• _WHAT YOU WILL DO_:
Up to and including the line that contains "the yellow wooden", reproduce every line exactly, beginning with the first line below.

*** MATERIALS PROVIDED Section Begins ***

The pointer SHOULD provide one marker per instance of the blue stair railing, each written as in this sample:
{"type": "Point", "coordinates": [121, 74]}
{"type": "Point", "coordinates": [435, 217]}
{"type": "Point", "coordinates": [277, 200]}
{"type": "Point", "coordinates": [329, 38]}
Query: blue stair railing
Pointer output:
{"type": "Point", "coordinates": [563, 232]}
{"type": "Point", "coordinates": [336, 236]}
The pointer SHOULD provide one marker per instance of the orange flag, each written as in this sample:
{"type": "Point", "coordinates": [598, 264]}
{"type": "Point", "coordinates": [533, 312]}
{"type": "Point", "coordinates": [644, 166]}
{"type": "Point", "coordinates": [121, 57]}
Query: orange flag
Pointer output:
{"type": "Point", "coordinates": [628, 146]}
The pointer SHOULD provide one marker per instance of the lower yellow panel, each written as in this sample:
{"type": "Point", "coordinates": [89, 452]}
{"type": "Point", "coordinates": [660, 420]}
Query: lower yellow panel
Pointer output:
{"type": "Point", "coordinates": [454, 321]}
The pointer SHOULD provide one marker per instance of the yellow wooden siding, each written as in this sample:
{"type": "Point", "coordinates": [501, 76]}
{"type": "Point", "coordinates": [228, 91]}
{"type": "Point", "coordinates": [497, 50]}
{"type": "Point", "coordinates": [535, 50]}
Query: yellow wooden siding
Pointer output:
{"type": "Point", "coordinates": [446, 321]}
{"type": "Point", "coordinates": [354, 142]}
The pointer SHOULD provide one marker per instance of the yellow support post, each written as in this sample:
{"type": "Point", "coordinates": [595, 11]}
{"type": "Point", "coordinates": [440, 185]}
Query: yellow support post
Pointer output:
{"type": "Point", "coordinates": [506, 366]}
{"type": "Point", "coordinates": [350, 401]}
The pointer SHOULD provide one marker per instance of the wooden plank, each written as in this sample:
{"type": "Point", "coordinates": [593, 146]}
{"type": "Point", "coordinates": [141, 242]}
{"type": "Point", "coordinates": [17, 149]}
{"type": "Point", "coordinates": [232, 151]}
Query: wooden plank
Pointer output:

*** MATERIALS PROVIDED Section Ends ***

• _EXERCISE RESULT_:
The pointer SHOULD provide one marker per instance of the blue stair railing, each written as in this sample:
{"type": "Point", "coordinates": [121, 74]}
{"type": "Point", "coordinates": [435, 217]}
{"type": "Point", "coordinates": [277, 200]}
{"type": "Point", "coordinates": [329, 38]}
Query: blue stair railing
Pointer output:
{"type": "Point", "coordinates": [563, 232]}
{"type": "Point", "coordinates": [336, 236]}
The pointer SHOULD provide one marker per instance of the orange flag, each written as in this sample:
{"type": "Point", "coordinates": [598, 264]}
{"type": "Point", "coordinates": [533, 312]}
{"type": "Point", "coordinates": [644, 166]}
{"type": "Point", "coordinates": [121, 57]}
Query: orange flag
Pointer output:
{"type": "Point", "coordinates": [628, 146]}
The pointer SHOULD provide one marker per instance of the lower yellow panel, each written as in this sample:
{"type": "Point", "coordinates": [89, 452]}
{"type": "Point", "coordinates": [660, 420]}
Query: lower yellow panel
Pointer output:
{"type": "Point", "coordinates": [454, 321]}
The pointer SHOULD provide one marker per instance of the yellow wooden siding, each written as in this sample:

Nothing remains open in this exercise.